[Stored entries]

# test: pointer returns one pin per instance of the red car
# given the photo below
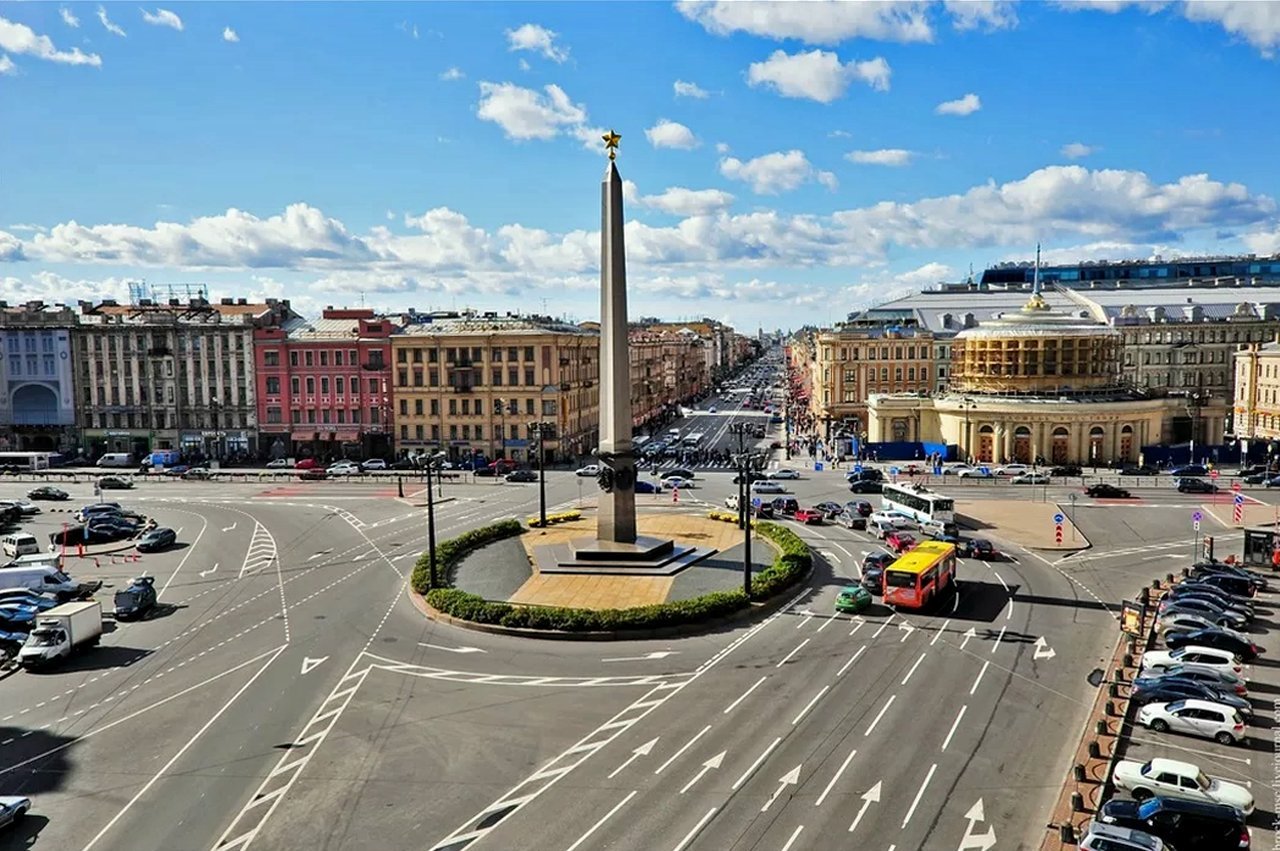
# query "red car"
(899, 541)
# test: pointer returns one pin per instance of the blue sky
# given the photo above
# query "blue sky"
(786, 161)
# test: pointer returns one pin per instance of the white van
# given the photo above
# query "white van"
(19, 544)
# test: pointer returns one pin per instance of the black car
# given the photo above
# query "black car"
(1212, 637)
(1104, 490)
(1192, 824)
(136, 599)
(55, 494)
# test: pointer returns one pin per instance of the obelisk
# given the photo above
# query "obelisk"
(616, 518)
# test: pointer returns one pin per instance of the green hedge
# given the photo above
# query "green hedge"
(451, 552)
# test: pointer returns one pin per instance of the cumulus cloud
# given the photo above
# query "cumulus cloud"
(817, 74)
(894, 156)
(690, 90)
(538, 40)
(667, 133)
(967, 105)
(528, 114)
(163, 18)
(775, 173)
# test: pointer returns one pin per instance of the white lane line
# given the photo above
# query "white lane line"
(603, 819)
(914, 667)
(787, 658)
(978, 678)
(743, 696)
(755, 764)
(954, 726)
(688, 745)
(881, 714)
(809, 705)
(919, 794)
(836, 777)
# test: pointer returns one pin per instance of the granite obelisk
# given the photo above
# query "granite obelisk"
(616, 518)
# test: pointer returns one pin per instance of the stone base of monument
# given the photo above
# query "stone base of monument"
(647, 557)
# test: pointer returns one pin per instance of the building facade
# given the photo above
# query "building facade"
(470, 384)
(37, 394)
(324, 387)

**TASK TO CARRY OUT:**
Return all of the records above line for line without changing anything, but leave out the picture.

**WORKED SOLUTION:**
# test: pointer returns one pin per instance of the red car
# given the photo below
# query "red car"
(899, 541)
# test: pointer returns one pin per instance of the blue sky
# given the photo above
# query "blue sky"
(786, 161)
# test: pointer returns one pin per instance of the white van
# given the photo above
# query "white van"
(19, 544)
# test: pointer returns one pin per instance of the black car
# given the photo above
# query "black car"
(1212, 637)
(1104, 490)
(1192, 824)
(136, 599)
(55, 494)
# test: pointer returns one pin per instance of the obelisk
# given the photo above
# query "obelisk"
(616, 518)
# test: pointer returns one pin per instance of the green hedge
# given the photo above
# query "green hedge"
(451, 552)
# test: pointer returns one pin per instance of the cumulus cloud
# given the photo above
# query "cumulus cloud"
(817, 74)
(894, 156)
(690, 90)
(538, 40)
(667, 133)
(967, 105)
(528, 114)
(163, 18)
(775, 173)
# test: pointer returns one pin per instance of the white lane line
# given the photo above
# query "white lane line"
(603, 819)
(914, 667)
(787, 658)
(978, 678)
(743, 696)
(755, 764)
(954, 726)
(688, 745)
(881, 714)
(809, 705)
(919, 794)
(836, 777)
# test: pointer returns one pin per instance of the granite obelisk
# given the photo above
# query "granite obelisk"
(616, 518)
# test: pointer returns one pin per instance of the stone base of monument
# given the photo above
# query "stone base of monument"
(647, 557)
# test: pointer returns one pin per instance of the building facade
# given the photo above
# query "building facade"
(470, 384)
(37, 394)
(324, 387)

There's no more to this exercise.